**Exercise prompt**
Give the number of lines below that contain the string "tree", counting case as it appears. Reply with the number alone.

**Material for the task**
start
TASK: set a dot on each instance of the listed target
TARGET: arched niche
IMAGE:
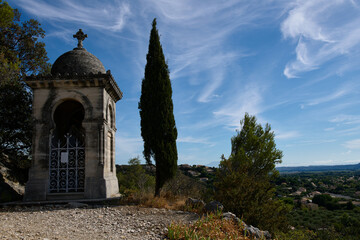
(68, 118)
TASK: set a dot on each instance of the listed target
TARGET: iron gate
(67, 165)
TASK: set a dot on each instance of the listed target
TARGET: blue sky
(292, 64)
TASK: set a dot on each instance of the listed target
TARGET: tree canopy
(245, 181)
(158, 128)
(21, 53)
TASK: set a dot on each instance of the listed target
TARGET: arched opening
(68, 118)
(67, 149)
(111, 117)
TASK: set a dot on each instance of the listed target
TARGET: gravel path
(60, 222)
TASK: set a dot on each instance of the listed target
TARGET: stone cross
(80, 36)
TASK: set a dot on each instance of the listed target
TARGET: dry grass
(208, 227)
(167, 201)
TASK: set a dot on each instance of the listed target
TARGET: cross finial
(80, 36)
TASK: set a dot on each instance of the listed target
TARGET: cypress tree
(158, 128)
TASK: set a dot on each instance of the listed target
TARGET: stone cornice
(106, 81)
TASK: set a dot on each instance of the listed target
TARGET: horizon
(292, 64)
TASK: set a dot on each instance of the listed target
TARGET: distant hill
(351, 167)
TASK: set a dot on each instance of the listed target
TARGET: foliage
(182, 185)
(135, 180)
(245, 181)
(158, 128)
(210, 226)
(327, 224)
(296, 235)
(15, 118)
(21, 53)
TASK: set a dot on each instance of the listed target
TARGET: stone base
(36, 190)
(101, 187)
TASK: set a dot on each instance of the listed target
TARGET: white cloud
(128, 147)
(194, 140)
(101, 15)
(323, 30)
(353, 144)
(286, 135)
(246, 100)
(347, 119)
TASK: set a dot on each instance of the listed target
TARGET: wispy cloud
(101, 15)
(323, 30)
(286, 135)
(195, 140)
(346, 119)
(248, 100)
(353, 144)
(128, 146)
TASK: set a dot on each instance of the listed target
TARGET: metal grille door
(67, 165)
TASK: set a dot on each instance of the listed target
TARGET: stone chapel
(73, 149)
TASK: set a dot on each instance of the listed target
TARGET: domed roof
(78, 61)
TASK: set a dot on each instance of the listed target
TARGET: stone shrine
(73, 149)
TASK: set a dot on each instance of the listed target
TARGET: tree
(245, 182)
(21, 53)
(158, 128)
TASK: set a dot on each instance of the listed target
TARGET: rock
(195, 203)
(256, 233)
(230, 216)
(76, 205)
(213, 206)
(10, 190)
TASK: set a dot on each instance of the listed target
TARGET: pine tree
(21, 53)
(245, 181)
(158, 128)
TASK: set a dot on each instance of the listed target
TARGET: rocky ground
(88, 222)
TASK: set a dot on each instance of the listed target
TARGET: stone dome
(78, 61)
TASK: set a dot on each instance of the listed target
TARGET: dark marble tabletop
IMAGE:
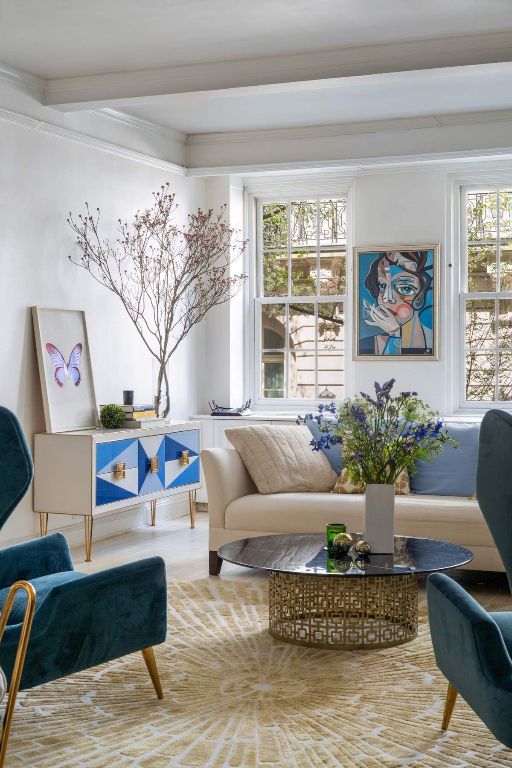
(305, 553)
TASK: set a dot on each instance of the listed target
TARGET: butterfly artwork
(63, 370)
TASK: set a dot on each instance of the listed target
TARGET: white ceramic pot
(379, 523)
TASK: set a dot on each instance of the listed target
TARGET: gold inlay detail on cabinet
(120, 470)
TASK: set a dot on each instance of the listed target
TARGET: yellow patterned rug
(236, 698)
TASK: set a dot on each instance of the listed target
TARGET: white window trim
(474, 407)
(252, 340)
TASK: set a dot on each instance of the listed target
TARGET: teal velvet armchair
(473, 648)
(80, 620)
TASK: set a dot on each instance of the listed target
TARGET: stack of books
(140, 416)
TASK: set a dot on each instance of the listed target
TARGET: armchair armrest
(227, 479)
(35, 558)
(93, 619)
(468, 644)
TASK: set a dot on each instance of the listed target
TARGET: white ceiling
(203, 66)
(63, 38)
(336, 101)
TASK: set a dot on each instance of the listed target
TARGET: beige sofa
(236, 511)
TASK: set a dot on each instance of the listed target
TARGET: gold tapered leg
(451, 697)
(88, 537)
(149, 658)
(192, 508)
(21, 653)
(43, 523)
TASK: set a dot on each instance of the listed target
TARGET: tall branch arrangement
(166, 276)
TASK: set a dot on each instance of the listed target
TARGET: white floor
(185, 551)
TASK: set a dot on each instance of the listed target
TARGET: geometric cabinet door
(109, 470)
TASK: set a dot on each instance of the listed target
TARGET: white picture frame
(420, 264)
(65, 369)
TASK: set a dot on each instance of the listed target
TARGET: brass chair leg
(21, 653)
(149, 658)
(88, 520)
(451, 697)
(43, 523)
(192, 508)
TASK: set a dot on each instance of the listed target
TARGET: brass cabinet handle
(120, 470)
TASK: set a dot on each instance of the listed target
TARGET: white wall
(42, 177)
(405, 208)
(224, 326)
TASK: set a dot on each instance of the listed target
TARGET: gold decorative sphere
(342, 564)
(363, 548)
(341, 544)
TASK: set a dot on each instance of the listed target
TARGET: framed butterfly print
(65, 369)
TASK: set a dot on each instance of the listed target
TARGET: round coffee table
(350, 602)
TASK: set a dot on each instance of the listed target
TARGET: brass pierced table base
(343, 612)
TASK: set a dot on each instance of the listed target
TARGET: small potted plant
(112, 416)
(380, 436)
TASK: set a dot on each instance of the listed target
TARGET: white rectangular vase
(379, 522)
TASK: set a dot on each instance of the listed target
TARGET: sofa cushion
(343, 484)
(453, 473)
(449, 518)
(333, 454)
(280, 459)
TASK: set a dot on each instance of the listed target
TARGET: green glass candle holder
(332, 530)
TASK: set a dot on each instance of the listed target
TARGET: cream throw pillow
(343, 484)
(281, 459)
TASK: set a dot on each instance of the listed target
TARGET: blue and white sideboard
(89, 472)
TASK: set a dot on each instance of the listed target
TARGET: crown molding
(447, 161)
(23, 81)
(140, 124)
(51, 129)
(277, 72)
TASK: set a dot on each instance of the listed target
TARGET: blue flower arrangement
(380, 436)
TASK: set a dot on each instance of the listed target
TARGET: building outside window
(486, 296)
(300, 299)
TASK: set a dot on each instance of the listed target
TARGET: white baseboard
(113, 523)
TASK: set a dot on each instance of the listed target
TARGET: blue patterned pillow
(333, 453)
(453, 473)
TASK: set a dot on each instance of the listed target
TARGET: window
(300, 297)
(487, 295)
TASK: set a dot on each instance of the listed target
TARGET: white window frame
(479, 406)
(255, 299)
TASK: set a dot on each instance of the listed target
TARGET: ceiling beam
(275, 72)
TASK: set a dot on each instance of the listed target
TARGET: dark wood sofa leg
(215, 563)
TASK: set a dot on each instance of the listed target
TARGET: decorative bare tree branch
(166, 276)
end
**Solution to the exercise**
5